[What needs to be done]: Write out all records as given; omit images.

— START —

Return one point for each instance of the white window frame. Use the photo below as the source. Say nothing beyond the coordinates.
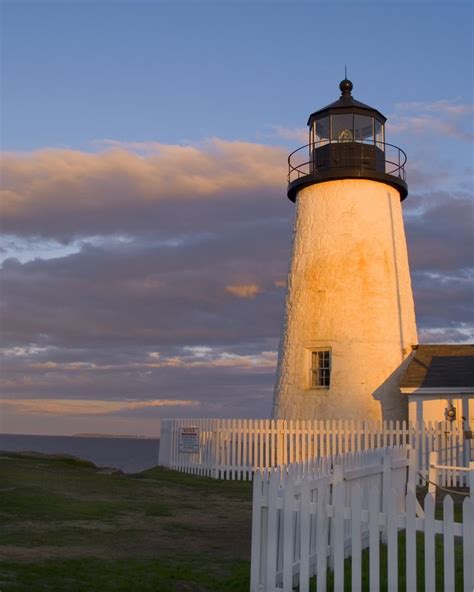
(313, 370)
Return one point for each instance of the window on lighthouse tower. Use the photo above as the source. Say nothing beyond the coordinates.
(320, 368)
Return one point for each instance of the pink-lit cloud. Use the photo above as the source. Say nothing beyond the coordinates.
(171, 288)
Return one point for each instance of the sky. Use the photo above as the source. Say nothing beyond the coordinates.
(145, 227)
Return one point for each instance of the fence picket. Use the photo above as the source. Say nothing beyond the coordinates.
(356, 566)
(392, 542)
(410, 540)
(430, 573)
(448, 544)
(468, 543)
(374, 540)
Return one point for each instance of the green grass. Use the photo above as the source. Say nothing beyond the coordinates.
(84, 575)
(68, 526)
(401, 567)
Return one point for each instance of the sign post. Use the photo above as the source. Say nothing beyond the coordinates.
(189, 440)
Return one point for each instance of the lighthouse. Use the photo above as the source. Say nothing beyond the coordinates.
(349, 325)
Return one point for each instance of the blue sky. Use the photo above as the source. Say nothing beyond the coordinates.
(146, 226)
(76, 72)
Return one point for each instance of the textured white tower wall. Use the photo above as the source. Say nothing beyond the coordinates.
(349, 291)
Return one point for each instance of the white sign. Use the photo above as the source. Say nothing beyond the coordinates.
(189, 440)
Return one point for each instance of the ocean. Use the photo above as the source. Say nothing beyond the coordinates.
(131, 455)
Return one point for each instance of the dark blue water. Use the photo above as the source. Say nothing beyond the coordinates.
(131, 455)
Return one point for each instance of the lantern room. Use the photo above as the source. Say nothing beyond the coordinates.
(347, 140)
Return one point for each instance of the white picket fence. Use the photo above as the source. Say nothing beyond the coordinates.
(235, 448)
(305, 522)
(437, 473)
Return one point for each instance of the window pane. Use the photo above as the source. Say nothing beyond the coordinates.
(322, 130)
(379, 134)
(363, 129)
(343, 127)
(320, 368)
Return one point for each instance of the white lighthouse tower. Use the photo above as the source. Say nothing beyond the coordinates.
(350, 321)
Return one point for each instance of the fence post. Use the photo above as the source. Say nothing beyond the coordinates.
(412, 454)
(164, 451)
(471, 480)
(433, 473)
(386, 489)
(279, 441)
(337, 478)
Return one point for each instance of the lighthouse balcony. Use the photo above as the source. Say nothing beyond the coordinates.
(328, 160)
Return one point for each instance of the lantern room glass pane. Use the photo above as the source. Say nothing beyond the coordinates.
(343, 127)
(322, 131)
(379, 134)
(363, 128)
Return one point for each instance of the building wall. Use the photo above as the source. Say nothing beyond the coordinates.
(349, 290)
(433, 409)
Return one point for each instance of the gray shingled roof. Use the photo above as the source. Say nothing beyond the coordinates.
(440, 366)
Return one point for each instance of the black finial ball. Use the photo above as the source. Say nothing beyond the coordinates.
(346, 86)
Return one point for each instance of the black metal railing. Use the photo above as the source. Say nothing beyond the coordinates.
(358, 155)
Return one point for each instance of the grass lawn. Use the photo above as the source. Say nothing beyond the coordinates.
(67, 526)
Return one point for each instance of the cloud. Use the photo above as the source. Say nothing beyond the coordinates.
(170, 283)
(64, 194)
(86, 407)
(445, 118)
(244, 290)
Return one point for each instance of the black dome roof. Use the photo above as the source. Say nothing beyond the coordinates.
(347, 104)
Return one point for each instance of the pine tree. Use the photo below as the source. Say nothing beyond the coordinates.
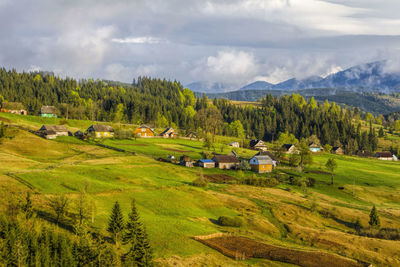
(374, 220)
(135, 235)
(116, 222)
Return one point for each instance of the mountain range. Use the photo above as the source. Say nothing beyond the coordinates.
(370, 77)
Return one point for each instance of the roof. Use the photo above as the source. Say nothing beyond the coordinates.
(384, 154)
(264, 160)
(226, 159)
(53, 129)
(101, 128)
(266, 153)
(206, 160)
(48, 110)
(257, 142)
(168, 130)
(287, 146)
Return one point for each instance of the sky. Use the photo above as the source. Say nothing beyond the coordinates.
(226, 41)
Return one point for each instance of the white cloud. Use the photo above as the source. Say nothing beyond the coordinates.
(137, 40)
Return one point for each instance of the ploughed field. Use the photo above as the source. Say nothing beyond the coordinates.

— END —

[Exercise answer]:
Return one point for each instance of the white window frame. Use the photo below as the source. Say nothing beyond the coordinates.
(313, 370)
Return one point for each instance of the window on lighthouse tower. Use the photo above as the source. Say nothing beyond the coordinates.
(320, 368)
Return one point for each instance of the pink-lit cloud. Use the photo above as the source. Say nothing beyond the coordinates.
(171, 288)
Return one point for each instance of the sky. Use the photo above as the source. Say nothing beyond the coordinates.
(145, 227)
Return one point for each instance of the fence picket. Use the photo above as the source. Say nothing beyond the coordinates.
(356, 566)
(392, 542)
(410, 540)
(430, 573)
(448, 544)
(468, 543)
(374, 540)
Return one point for each instance of the green grass. Use the photo above as the source. Say nothing beyond the coordinates.
(84, 575)
(68, 526)
(401, 567)
Return one point for each instance of the sign post. Use the photo above as the source. Say nothing beyond the coordinates.
(189, 440)
Return one point for each instance of the lighthouse. Use the photo above as the source. Say nothing beyond the coordinates.
(349, 325)
Return one point for each instance of the blue sky. Use the photo above as the source. Say nothing beyond the coordinates.
(146, 226)
(76, 72)
Return one point for each instance of the textured white tower wall. Use the photo above as the source. Say nothing beyond the coordinates.
(349, 291)
Return one point for each instance of the white sign. Use the photo above as the source. Say nothing beyond the coordinates.
(189, 440)
Return one point for each instance of the ocean. Use the photo above as the source. Say nothing beyond the coordinates.
(131, 455)
Return one point for each instance of the dark blue water. Use the photo above as the source. Say nothing beyond the coordinates.
(131, 455)
Return one point for each instance of the lantern room. Use the photo above as the source. Say nothing beyond the coordinates.
(347, 140)
Return one point for each instance of the white picket fence. Use the photo above as the source. Say nothing beyond the coordinates.
(235, 448)
(305, 522)
(437, 473)
Return one point for each instance of the window pane. Use the photo above as the source. Say nothing beyond the coordinates.
(322, 130)
(379, 134)
(363, 129)
(343, 127)
(320, 368)
Return one point for each instance of the white lighthouse tower. Use the photo above as the source. Say nothing beyond the coordinates.
(350, 321)
Return one point for each instance of the fence post. Use the photo above as the source. Say nothing beyond the coordinates.
(412, 454)
(164, 451)
(471, 480)
(433, 473)
(386, 489)
(279, 441)
(337, 478)
Return one point for each instance of the lighthouse balcony. Use the photo above as the source. Say nothing beyond the coordinates.
(328, 160)
Return one point for each instance of the lantern room glass pane. Use the photo above as the source. Say nothing beyond the coordinates.
(343, 127)
(322, 131)
(379, 134)
(363, 128)
Return one point for each instance of the building wall. Use the photo above as the source. Say nothing beyond the coordinates.
(349, 290)
(433, 409)
Return one point for each instance of the gray shingled roof. Use the photo above as the source. Say nothing beyond the coordinates.
(440, 366)
Return one point for each instance of the black finial ball. Use the photo above as the source. Say nothing beyond the coordinates.
(346, 86)
Return one point for each instance of the black metal railing. Use the photo above as the source. Say nothing beyond the coordinates.
(358, 155)
Return one point for each instance of the grass lawn. Use the photo above as the source. Say nothing beyond the coordinates.
(67, 526)
Return one point for each instance of the cloud. Use the photo above as the source. Say nothing beyond the coordinates.
(170, 283)
(64, 194)
(86, 407)
(445, 118)
(244, 290)
Return one point for each instance of the black dome roof. Use the photo above as the source. Say nothing beyond the coordinates.
(347, 104)
Return one point for each instance of the pine tree. Use the photo below as the source. Say nothing beyond the coordinates.
(374, 220)
(135, 235)
(116, 222)
Return one point for each instance of the mountain range. Use the photo above as the source. Say nothing beyond the coordinates.
(370, 77)
Return one point for each instance of the roof. Use the photo above as the source. Say nothing beyond the coordinates.
(384, 154)
(264, 160)
(226, 159)
(53, 129)
(101, 128)
(266, 153)
(206, 160)
(48, 110)
(257, 142)
(168, 130)
(287, 146)
Return one point for each instance of the sky. Use the photo above as the source. Say nothing beyond the coordinates.
(226, 41)
Return one point for each instance of the white cloud. Use the photo above as the source. Say nothing beyond the coordinates.
(137, 40)
Return one point for each instance of the ploughed field. Use the photo above as the source. Say nothing beyond the coordinates.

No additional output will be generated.